* TASK DIRECTIONS
Return only this: the line with "waffle weave towel?" and all the lines that follow it below, through the final one, exactly as they are.

* WORKING DATA
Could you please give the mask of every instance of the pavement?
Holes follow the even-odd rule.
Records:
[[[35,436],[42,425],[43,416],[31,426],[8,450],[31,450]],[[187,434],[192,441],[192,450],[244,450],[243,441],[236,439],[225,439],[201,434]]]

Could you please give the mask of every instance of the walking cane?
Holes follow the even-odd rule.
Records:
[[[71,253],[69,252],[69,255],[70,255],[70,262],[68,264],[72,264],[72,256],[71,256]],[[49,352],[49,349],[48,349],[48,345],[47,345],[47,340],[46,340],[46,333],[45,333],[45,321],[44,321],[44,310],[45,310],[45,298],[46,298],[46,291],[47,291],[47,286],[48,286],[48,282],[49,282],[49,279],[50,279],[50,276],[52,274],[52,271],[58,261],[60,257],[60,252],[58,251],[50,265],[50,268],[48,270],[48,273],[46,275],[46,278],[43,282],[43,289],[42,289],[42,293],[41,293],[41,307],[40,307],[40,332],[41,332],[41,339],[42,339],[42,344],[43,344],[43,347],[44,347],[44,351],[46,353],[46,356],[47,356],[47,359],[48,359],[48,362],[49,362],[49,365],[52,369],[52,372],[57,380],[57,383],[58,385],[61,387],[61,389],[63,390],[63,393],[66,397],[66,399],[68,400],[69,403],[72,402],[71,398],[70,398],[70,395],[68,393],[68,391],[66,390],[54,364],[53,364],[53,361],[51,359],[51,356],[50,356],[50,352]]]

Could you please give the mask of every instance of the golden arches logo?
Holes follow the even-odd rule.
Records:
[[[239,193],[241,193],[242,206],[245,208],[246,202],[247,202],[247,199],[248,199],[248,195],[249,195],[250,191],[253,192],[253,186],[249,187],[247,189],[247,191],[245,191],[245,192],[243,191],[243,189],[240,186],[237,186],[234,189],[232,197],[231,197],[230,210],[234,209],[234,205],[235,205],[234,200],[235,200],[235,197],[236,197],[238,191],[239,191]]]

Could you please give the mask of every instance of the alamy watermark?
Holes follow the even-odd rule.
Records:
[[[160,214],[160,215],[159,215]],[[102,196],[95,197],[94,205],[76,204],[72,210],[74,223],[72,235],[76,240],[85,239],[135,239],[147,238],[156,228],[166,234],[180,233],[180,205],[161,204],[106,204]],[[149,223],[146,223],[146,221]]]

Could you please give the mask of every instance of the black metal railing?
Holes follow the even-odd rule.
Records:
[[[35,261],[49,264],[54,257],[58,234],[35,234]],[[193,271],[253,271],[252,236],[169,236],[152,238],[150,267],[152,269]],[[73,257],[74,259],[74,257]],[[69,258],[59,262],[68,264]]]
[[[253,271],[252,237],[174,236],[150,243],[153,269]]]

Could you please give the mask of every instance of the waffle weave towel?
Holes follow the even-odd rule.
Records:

* RESPONSE AREA
Could you please give the mask of every instance of the waffle weave towel?
Holes follow the even-odd rule.
Records:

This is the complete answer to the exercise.